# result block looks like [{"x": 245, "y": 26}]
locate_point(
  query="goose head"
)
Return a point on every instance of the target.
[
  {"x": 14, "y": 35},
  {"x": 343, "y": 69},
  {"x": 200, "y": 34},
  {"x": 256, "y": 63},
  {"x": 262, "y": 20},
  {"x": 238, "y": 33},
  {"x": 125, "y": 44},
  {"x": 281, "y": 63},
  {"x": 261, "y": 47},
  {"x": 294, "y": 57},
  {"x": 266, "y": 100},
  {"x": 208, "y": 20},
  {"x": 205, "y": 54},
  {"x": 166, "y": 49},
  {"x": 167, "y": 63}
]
++++++++
Work to be completed:
Return the entries above, every line intact.

Expected answer:
# result block looks like [{"x": 245, "y": 26}]
locate_point(
  query="goose head"
)
Return a point on every instance of the target.
[
  {"x": 14, "y": 35},
  {"x": 343, "y": 69},
  {"x": 200, "y": 34},
  {"x": 256, "y": 63},
  {"x": 262, "y": 20},
  {"x": 238, "y": 33},
  {"x": 125, "y": 44},
  {"x": 281, "y": 63},
  {"x": 261, "y": 47},
  {"x": 294, "y": 57},
  {"x": 266, "y": 100},
  {"x": 208, "y": 20},
  {"x": 205, "y": 54},
  {"x": 166, "y": 49},
  {"x": 167, "y": 63}
]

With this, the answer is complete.